> [Written instruction]
Gather every line in the items below that contains the string "cliff", and copy each one. Case counts.

> [Records supplied]
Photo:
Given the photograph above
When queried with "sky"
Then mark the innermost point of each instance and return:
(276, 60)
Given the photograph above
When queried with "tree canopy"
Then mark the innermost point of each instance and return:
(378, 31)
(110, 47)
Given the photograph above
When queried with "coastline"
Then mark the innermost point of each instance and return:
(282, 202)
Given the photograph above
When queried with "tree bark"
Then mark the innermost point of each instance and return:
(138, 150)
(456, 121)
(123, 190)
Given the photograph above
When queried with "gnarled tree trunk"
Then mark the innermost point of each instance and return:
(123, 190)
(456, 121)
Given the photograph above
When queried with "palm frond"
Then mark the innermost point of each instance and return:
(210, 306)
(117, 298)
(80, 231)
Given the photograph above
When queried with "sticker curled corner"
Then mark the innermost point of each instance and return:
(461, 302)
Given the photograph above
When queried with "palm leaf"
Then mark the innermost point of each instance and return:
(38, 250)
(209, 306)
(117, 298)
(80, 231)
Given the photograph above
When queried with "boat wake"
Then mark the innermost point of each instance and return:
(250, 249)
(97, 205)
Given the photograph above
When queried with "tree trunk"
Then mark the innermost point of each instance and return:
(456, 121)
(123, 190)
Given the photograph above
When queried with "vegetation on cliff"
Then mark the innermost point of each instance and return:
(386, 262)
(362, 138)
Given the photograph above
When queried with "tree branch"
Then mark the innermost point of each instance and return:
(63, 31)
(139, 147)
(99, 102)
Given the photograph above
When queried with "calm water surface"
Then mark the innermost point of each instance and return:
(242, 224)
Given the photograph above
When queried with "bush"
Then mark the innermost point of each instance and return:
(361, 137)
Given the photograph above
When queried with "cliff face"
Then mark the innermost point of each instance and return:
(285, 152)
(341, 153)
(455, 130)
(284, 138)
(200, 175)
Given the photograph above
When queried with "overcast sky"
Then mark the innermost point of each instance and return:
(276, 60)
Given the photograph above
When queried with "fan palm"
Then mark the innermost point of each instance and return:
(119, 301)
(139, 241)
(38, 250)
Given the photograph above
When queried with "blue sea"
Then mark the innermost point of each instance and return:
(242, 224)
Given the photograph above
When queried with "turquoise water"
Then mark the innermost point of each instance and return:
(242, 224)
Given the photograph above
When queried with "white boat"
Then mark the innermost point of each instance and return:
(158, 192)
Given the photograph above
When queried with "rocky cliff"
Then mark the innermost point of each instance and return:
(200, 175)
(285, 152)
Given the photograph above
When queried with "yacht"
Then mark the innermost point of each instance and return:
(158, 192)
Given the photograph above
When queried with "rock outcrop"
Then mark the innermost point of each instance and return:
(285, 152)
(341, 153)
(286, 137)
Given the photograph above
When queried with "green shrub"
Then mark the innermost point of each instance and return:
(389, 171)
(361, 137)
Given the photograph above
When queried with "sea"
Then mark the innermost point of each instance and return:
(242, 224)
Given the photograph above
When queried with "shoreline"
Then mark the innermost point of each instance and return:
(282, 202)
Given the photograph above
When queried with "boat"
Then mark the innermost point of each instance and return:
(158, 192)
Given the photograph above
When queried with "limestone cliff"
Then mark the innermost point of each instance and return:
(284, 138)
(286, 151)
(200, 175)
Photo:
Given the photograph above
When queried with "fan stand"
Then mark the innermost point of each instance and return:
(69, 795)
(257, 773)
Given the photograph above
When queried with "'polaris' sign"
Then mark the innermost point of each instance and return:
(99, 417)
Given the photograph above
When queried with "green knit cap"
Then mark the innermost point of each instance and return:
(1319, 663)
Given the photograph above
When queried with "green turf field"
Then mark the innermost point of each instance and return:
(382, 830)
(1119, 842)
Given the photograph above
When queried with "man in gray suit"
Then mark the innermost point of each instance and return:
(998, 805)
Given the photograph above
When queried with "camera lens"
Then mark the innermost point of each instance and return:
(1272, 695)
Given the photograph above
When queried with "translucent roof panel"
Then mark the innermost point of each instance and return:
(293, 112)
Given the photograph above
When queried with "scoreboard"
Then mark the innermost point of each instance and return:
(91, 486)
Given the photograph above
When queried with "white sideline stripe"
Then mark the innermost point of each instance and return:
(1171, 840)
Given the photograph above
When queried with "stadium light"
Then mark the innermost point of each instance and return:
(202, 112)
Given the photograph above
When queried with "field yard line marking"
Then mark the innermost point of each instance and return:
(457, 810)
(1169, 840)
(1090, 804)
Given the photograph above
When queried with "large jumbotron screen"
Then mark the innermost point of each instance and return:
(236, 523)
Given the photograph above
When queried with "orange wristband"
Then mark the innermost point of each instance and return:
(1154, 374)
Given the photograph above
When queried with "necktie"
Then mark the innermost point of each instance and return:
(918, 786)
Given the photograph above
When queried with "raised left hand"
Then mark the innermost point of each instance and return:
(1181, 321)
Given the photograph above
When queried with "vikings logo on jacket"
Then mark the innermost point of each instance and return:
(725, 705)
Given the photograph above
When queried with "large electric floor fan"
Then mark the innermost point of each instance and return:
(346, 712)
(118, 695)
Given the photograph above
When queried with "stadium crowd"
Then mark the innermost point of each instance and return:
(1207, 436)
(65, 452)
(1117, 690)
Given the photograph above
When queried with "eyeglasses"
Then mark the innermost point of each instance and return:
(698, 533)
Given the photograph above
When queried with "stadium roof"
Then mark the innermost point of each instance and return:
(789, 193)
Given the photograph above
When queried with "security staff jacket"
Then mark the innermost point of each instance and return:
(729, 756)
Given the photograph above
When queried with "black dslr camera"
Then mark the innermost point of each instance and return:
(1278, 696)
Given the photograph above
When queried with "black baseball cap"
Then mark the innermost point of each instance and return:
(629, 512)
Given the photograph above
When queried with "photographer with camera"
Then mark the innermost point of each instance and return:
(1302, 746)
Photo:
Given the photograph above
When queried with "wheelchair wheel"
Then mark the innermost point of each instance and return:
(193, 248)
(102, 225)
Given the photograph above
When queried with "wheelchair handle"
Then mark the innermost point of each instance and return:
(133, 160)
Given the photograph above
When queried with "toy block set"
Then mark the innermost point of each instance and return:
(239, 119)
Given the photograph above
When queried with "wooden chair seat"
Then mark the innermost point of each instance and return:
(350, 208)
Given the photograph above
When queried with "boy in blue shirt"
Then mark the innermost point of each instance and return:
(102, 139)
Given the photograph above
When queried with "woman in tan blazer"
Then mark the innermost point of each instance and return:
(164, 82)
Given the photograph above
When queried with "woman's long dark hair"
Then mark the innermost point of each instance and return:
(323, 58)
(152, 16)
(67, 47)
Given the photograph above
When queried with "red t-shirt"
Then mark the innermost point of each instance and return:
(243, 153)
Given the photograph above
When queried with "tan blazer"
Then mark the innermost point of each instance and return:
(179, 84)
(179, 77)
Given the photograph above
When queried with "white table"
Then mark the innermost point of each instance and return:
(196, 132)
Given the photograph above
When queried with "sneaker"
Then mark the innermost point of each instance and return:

> [Solution to the problem]
When queried with "vegetation on cliff"
When queried with "cliff face"
When queried with "rocky cliff"
When queried with "limestone cliff"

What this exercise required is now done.